--- Start Record list ---

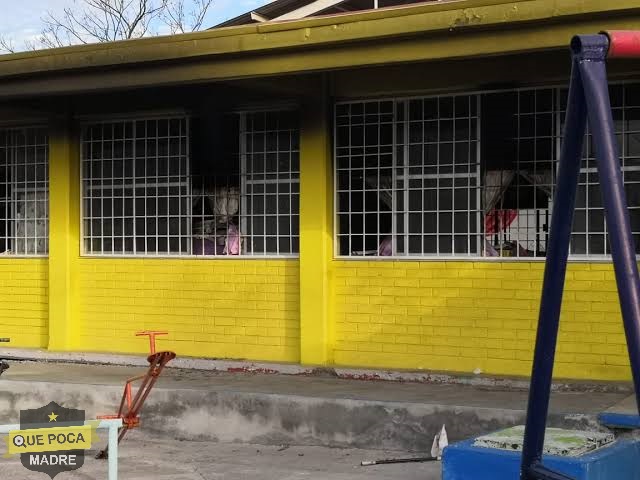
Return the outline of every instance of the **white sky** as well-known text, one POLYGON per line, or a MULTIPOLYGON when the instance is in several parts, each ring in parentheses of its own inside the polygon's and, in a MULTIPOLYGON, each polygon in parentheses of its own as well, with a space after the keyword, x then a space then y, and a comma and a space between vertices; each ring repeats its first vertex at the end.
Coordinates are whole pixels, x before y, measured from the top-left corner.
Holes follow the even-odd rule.
MULTIPOLYGON (((78 0, 75 0, 77 2, 78 0)), ((204 27, 216 25, 270 0, 214 0, 204 27)), ((60 12, 74 0, 0 0, 0 34, 14 41, 16 47, 40 33, 40 18, 45 12, 60 12)))

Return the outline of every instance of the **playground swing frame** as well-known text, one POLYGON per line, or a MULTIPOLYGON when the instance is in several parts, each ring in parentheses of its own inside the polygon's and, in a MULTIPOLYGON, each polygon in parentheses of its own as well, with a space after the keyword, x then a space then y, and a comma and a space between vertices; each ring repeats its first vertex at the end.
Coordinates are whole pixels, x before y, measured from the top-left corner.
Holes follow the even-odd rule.
MULTIPOLYGON (((587 119, 595 147, 636 404, 640 412, 640 276, 620 172, 606 69, 607 59, 640 58, 640 32, 578 35, 571 41, 571 51, 571 81, 542 285, 521 480, 571 480, 571 477, 545 467, 542 451, 587 119)), ((640 421, 631 423, 640 426, 640 421)))

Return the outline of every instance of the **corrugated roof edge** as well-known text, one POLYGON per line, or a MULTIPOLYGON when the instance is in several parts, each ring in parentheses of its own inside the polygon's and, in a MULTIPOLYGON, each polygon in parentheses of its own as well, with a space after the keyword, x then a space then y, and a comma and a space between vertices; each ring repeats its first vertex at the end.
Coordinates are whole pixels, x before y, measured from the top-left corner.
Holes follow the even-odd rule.
POLYGON ((427 32, 548 22, 559 17, 640 11, 637 0, 448 0, 0 56, 0 78, 202 56, 367 41, 427 32), (398 21, 401 19, 401 21, 398 21))

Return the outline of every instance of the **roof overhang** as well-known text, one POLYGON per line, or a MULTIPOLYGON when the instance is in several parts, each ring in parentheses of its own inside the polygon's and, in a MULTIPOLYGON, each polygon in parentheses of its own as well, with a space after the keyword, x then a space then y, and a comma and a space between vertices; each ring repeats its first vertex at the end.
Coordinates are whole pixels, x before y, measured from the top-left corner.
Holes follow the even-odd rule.
POLYGON ((0 56, 0 98, 565 48, 640 25, 637 0, 449 0, 0 56))

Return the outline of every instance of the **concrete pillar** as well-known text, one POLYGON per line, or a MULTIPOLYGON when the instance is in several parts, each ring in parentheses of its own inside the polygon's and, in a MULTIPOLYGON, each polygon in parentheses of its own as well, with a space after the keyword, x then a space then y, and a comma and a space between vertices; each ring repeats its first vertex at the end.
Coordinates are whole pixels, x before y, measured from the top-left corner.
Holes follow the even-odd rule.
POLYGON ((333 173, 329 95, 323 79, 302 105, 300 137, 300 361, 331 363, 329 274, 333 173))
POLYGON ((49 126, 49 350, 70 350, 77 344, 79 257, 79 138, 70 118, 55 118, 49 126))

--- End Record list ---

» **Exercise prompt**
Arrange every line of the records above as a Markdown table with the columns Row and Line, numbering the rows in order. Leave out blank lines and the pictures.

» **Solution to the problem**
| Row | Line |
|---|---|
| 1 | Return the outline of every instance of the **white sky** as well-known text, one POLYGON per line, or a MULTIPOLYGON when the instance is in several parts, each ring in parentheses of its own inside the polygon's and, in a MULTIPOLYGON, each polygon in parentheses of its own as well, with a space after the keyword, x then a space then y, and a comma and a space between vertices; each ring repeats its first vertex at the end. |
| 2 | Coordinates are whole pixels, x before y, measured from the top-left corner. |
| 3 | Holes follow the even-odd rule. |
| 4 | MULTIPOLYGON (((78 0, 75 0, 77 2, 78 0)), ((204 27, 216 25, 270 0, 214 0, 204 27)), ((60 12, 74 0, 0 0, 0 34, 14 41, 16 47, 40 33, 40 18, 45 12, 60 12))) |
| 5 | Return the outline of every instance of the **playground swing frame** as well-known text, one POLYGON per line, or a MULTIPOLYGON when the instance is in several parts, each ring in parentheses of its own inside the polygon's and, in a MULTIPOLYGON, each polygon in parentheses of its own as well, with a space after the keyword, x then a space then y, and a comma and a space between vertices; each ring repeats its first vertex at the end. |
| 6 | Coordinates are whole pixels, x before y, measured from the top-left corner. |
| 7 | Holes follow the even-odd rule. |
| 8 | MULTIPOLYGON (((587 119, 595 147, 636 404, 640 412, 640 276, 620 172, 606 69, 607 59, 640 58, 640 32, 578 35, 571 41, 571 51, 571 81, 542 285, 521 480, 571 480, 571 477, 545 467, 542 451, 587 119)), ((640 421, 631 423, 640 426, 640 421))) |
| 9 | Return the outline of every instance of the **corrugated roof edge** as well-known text, one POLYGON per line, or a MULTIPOLYGON when the instance is in several parts, each ring in parentheses of its own inside the polygon's and, in a MULTIPOLYGON, each polygon in parentheses of its own as well, with a space after the keyword, x then a space then y, and a comma and a space between vertices; each ring repeats its first vertex at the end. |
| 10 | Coordinates are whole pixels, x before y, measured from the top-left corner. |
| 11 | Holes follow the even-odd rule. |
| 12 | POLYGON ((427 32, 548 22, 559 17, 640 11, 637 0, 448 0, 0 56, 0 78, 202 56, 367 41, 427 32), (398 21, 401 19, 401 21, 398 21)) |
| 13 | Return the outline of every instance of the **roof overhang** as well-known text, one POLYGON per line, or a MULTIPOLYGON when the instance is in several parts, each ring in parentheses of its own inside the polygon's and, in a MULTIPOLYGON, each polygon in parentheses of its own as well, with a space after the keyword, x then a space then y, and a comma and a space between vertices; each ring repeats its first vertex at the end. |
| 14 | Coordinates are whole pixels, x before y, measured from the top-left corner. |
| 15 | Holes follow the even-odd rule. |
| 16 | POLYGON ((0 56, 0 98, 565 48, 640 25, 637 0, 449 0, 0 56)) |
| 17 | Return the outline of every instance of the **concrete pillar** as well-known text, one POLYGON per line, or a MULTIPOLYGON when the instance is in several parts, each ring in parentheses of its own inside the polygon's and, in a MULTIPOLYGON, each polygon in parentheses of its own as well, with a space after the keyword, x then a space then y, and a comma and a space between vertices; each ring repeats its first vertex at the end. |
| 18 | Coordinates are whole pixels, x before y, measured from the top-left corner. |
| 19 | Holes follow the even-odd rule. |
| 20 | POLYGON ((333 173, 329 95, 323 79, 302 105, 300 137, 300 361, 331 363, 329 274, 333 173)) |
| 21 | POLYGON ((49 126, 49 350, 70 350, 77 344, 79 257, 79 138, 70 118, 55 118, 49 126)) |